AUFGABE
Schreiben Sie die folgenden Daten vollständig und Zeile für Zeile unverändert ab. Die Bilder lassen Sie dabei bitte weg.

ARBEITSDATEN
##############################

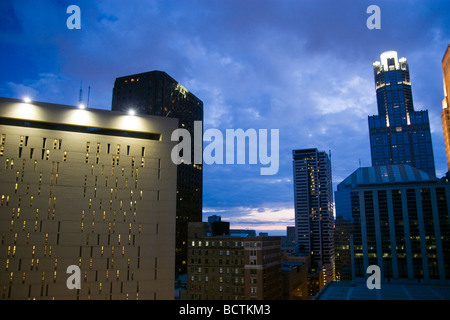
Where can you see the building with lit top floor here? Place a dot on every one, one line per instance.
(89, 188)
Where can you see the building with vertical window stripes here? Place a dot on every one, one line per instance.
(90, 188)
(399, 219)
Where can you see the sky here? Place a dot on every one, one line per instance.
(303, 67)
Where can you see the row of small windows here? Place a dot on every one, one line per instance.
(57, 145)
(207, 243)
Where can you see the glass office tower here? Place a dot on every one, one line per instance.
(314, 216)
(398, 134)
(156, 93)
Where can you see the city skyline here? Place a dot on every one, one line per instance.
(300, 67)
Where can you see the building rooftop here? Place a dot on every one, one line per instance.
(348, 290)
(401, 173)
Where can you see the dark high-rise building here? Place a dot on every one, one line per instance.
(156, 93)
(398, 134)
(314, 217)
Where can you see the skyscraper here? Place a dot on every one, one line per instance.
(314, 218)
(90, 188)
(399, 218)
(156, 93)
(398, 134)
(445, 114)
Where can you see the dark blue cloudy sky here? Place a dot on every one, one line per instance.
(301, 66)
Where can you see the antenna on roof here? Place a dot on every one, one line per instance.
(89, 93)
(80, 97)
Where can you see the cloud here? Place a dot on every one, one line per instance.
(268, 217)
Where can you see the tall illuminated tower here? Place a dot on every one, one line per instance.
(398, 134)
(314, 219)
(445, 114)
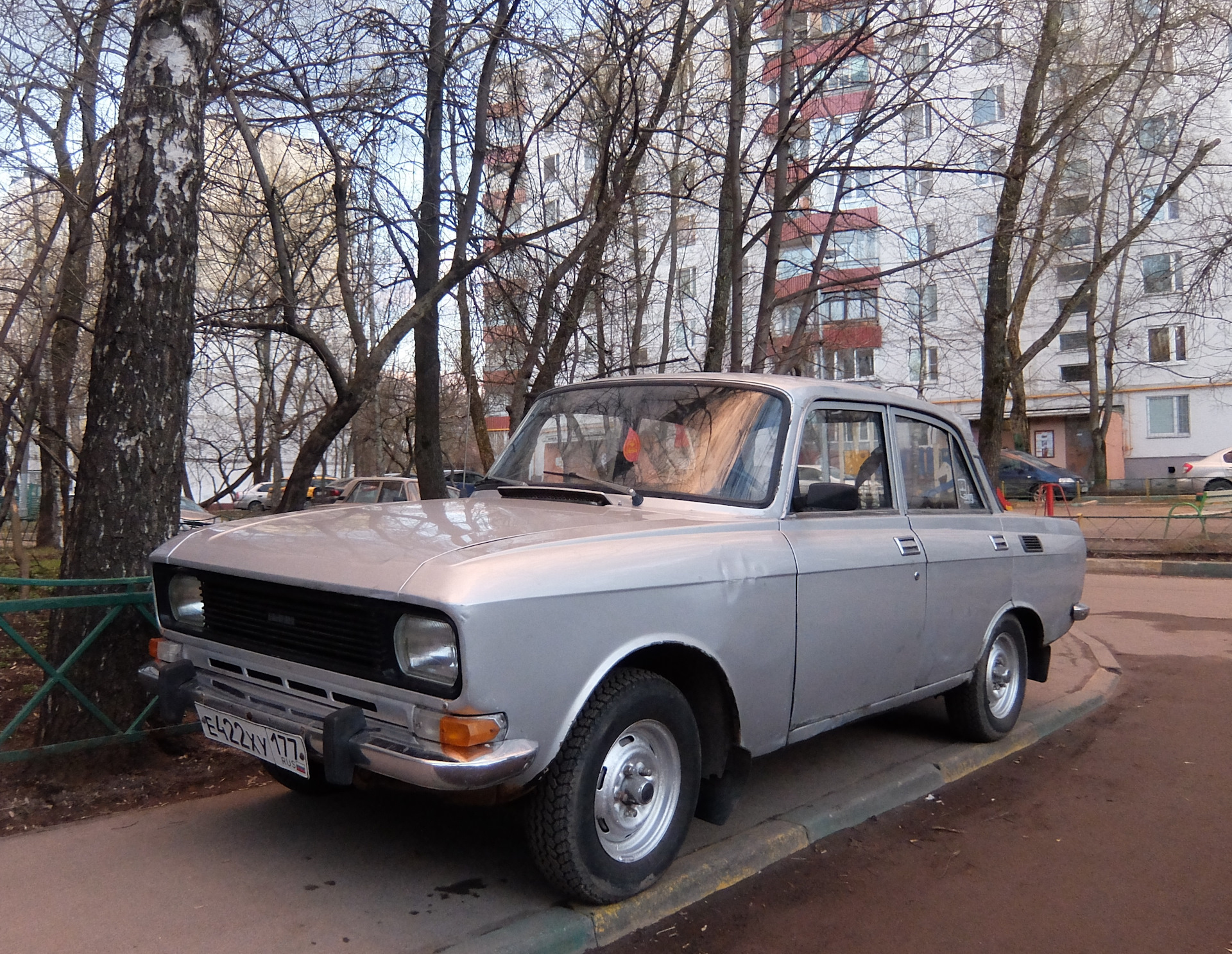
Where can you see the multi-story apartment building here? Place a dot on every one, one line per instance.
(901, 135)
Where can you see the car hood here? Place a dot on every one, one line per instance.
(368, 547)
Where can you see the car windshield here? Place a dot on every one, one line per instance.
(693, 441)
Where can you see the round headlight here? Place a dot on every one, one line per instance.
(184, 595)
(427, 649)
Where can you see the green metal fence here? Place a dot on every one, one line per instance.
(137, 592)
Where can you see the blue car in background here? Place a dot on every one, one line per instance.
(1022, 473)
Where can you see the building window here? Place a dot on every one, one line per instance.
(921, 242)
(689, 282)
(920, 182)
(930, 361)
(922, 305)
(1078, 271)
(918, 123)
(1158, 133)
(853, 250)
(796, 260)
(1161, 273)
(1168, 417)
(988, 105)
(857, 187)
(849, 74)
(849, 306)
(1170, 209)
(993, 160)
(1071, 206)
(985, 227)
(844, 364)
(1167, 344)
(687, 230)
(1075, 237)
(986, 44)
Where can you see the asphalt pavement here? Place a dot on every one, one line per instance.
(1114, 833)
(370, 871)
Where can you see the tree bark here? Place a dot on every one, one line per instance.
(475, 400)
(997, 309)
(429, 464)
(132, 453)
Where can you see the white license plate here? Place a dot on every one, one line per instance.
(268, 744)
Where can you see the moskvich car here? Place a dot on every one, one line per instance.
(662, 578)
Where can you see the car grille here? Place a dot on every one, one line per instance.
(329, 630)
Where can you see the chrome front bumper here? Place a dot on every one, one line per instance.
(380, 747)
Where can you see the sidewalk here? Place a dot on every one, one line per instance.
(375, 872)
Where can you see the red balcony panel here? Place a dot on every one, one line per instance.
(810, 55)
(850, 334)
(817, 223)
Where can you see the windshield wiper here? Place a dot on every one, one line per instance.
(502, 481)
(632, 492)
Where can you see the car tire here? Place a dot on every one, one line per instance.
(601, 839)
(987, 706)
(314, 784)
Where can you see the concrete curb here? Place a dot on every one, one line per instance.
(711, 869)
(1201, 568)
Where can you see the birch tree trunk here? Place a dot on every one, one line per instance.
(132, 453)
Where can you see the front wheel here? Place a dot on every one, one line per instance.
(614, 806)
(986, 708)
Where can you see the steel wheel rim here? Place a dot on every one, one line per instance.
(1003, 676)
(637, 790)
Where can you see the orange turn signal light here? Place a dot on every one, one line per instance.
(466, 731)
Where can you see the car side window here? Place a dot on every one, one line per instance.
(936, 476)
(842, 463)
(365, 492)
(392, 492)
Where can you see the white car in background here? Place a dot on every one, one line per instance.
(1217, 470)
(254, 497)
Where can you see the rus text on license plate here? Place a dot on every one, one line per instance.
(275, 747)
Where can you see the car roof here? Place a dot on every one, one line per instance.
(799, 390)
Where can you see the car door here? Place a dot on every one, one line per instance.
(968, 555)
(859, 594)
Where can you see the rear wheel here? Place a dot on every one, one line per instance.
(614, 806)
(986, 708)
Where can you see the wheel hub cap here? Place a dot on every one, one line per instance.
(1003, 676)
(637, 790)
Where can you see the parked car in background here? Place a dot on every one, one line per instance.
(1020, 475)
(254, 497)
(1215, 470)
(385, 490)
(662, 577)
(332, 492)
(463, 481)
(194, 516)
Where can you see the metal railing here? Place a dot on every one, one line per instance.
(137, 593)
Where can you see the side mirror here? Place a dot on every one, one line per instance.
(832, 497)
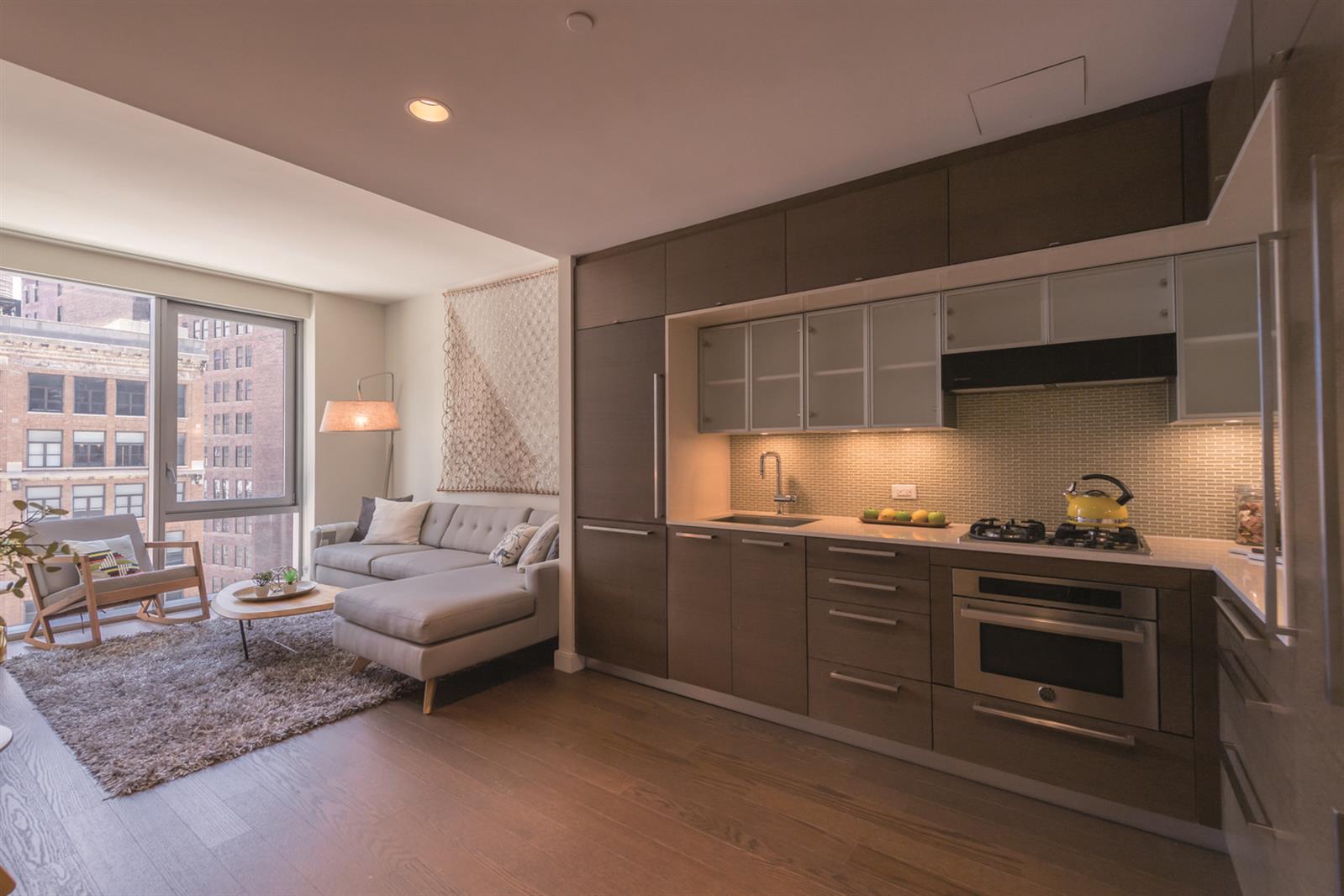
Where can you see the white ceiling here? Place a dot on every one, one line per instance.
(668, 113)
(83, 168)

##############################

ERGEBNIS DER AUFGABE
Where can you see the building with lit top floor here? Place a dot on every one, one line per instance.
(89, 188)
Where can you see the building with vertical window stripes here? Place a dot on every one, one line per instance.
(90, 188)
(399, 219)
Where can you see the sky here? Place a dot on every one, one line per instance.
(303, 67)
Where can you see the row of small windows here? Place a dot on every one, one line per instance.
(57, 145)
(207, 243)
Where can you see the glass office tower here? Place a dot on every one, one line per instance.
(314, 216)
(398, 134)
(156, 93)
Where can you see the city skyline here? Place a dot on every one, one line per instance.
(300, 67)
Where can you see the building rooftop here? Place a dot on every one, one line per instance.
(348, 290)
(401, 173)
Where can you see the dark high-rise building here? Place a dot on every one, one line per instance.
(156, 93)
(398, 134)
(314, 217)
Where can you see the skyscraper here? Place a dot on every one, one line per instance.
(314, 218)
(90, 188)
(399, 218)
(156, 93)
(398, 134)
(445, 114)
Where can you see the dark blue cloudy sky here? Place a dot on every one, one line per instance.
(301, 66)
Where can you see the antenna on roof here? Place a dot on every one, one line per instance.
(89, 93)
(80, 97)
Where can you see the cloud here? Place a dot on every one, one line per instance.
(268, 217)
Where can you see the tall illuminated tower here? Place a dot on every one, one line per instance.
(398, 134)
(314, 219)
(445, 114)
Where can you see the multi-story apartment building here? Place a dot on every one, one line per instance.
(901, 135)
Where can you see the car hood here? Place a dot on every one, one line per instance.
(368, 547)
Where can you see the car windshield here? Place a dot on every one, one line per instance.
(693, 441)
Where can you see the round headlight here? Place a dot on every one, one line per instance.
(184, 595)
(427, 649)
Where can you see the green metal fence here? Place a dot on every one, one line per instance.
(137, 592)
Where can you see the blue car in background here? Place a dot on every one, one line per instance.
(1022, 473)
Where can you see the building window here? Place a dot on every one, one line per instance.
(921, 242)
(689, 282)
(920, 182)
(930, 361)
(922, 305)
(1078, 271)
(918, 123)
(1158, 133)
(853, 250)
(796, 260)
(1161, 273)
(1168, 417)
(988, 105)
(857, 187)
(849, 74)
(849, 306)
(1170, 209)
(993, 160)
(1071, 206)
(985, 227)
(844, 364)
(1167, 344)
(687, 230)
(1075, 237)
(986, 44)
Where can you see the asphalt pavement here? Place a dot on every one, one line per instance.
(1114, 833)
(370, 871)
Where can you see the tree bark here? Place a dot on every one, one line per instance.
(475, 400)
(997, 309)
(429, 464)
(132, 453)
Where can you see the white license plate here? Place a dot on every one, one line per instance.
(268, 744)
Where can you see the moskvich car here? Place a dot on every one, one line per instance.
(662, 578)
Where can you see the car grille here? Place a dot on every one, one line per instance.
(329, 630)
Where can you see the chrome front bumper here? Place a dot on every one, one line per instance.
(380, 747)
Where can you see the sidewalk here? Place a dot on every one, one line per instance.
(375, 872)
Where can you see the red balcony panel here? Place a dot on every one, one line per instance.
(810, 55)
(850, 334)
(817, 223)
Where can you see the windshield wiper here? Place a dot on every one, one line per instance.
(502, 481)
(632, 492)
Where can you see the car tire here? Place a dot on every one, one line per instance.
(601, 839)
(987, 706)
(314, 784)
Where can you see the concrete curb here? Place a dot on every one, one line per instance.
(711, 869)
(1201, 568)
Where can you see the birch tree trunk here? Place a dot on every one, one line per instance.
(132, 453)
Where can you see the front wheel here? Place a dot on every one, one line per instance.
(614, 806)
(986, 708)
Where can you see the steel wheel rim here? Place a dot on every one, one line per instance.
(1003, 676)
(637, 790)
Where can you see the orange turn signal light here? Place a dot on every one, one line per instance.
(466, 731)
Where can you see the car side window here? Place a dot on every one, one line per instance.
(936, 476)
(842, 463)
(365, 492)
(392, 492)
Where can you see the white car in background here? Place a dot on every one, one line per instance.
(1217, 470)
(254, 497)
Where can you see the rus text on license plate here? Place a dot on every one, one line per instance.
(275, 747)
Where can you see the car roof here? Place a dot on every one, one line per instance.
(799, 390)
Where can you see the car door here? Place a dot on every one, one line per instance.
(968, 555)
(859, 594)
Where can you see the rear wheel here? Place a dot on every one, one line per instance.
(614, 806)
(986, 708)
Where can you see the wheel hub cap here? Place a dot on every one, one line per instance.
(1003, 676)
(637, 790)
Where can you see the parked car in background here? Place a dot on every one, one line per instance.
(1020, 475)
(254, 497)
(1215, 470)
(385, 490)
(662, 577)
(332, 492)
(463, 481)
(194, 516)
Where can you see the metal railing here? Place a dot on every one, one line per instance.
(137, 593)
Where can you see the side mirror here? Place a dot on every one, one line per instance.
(832, 497)
Where can you see the white ceiling here? Place a dot on every one, one line per instance.
(668, 113)
(83, 168)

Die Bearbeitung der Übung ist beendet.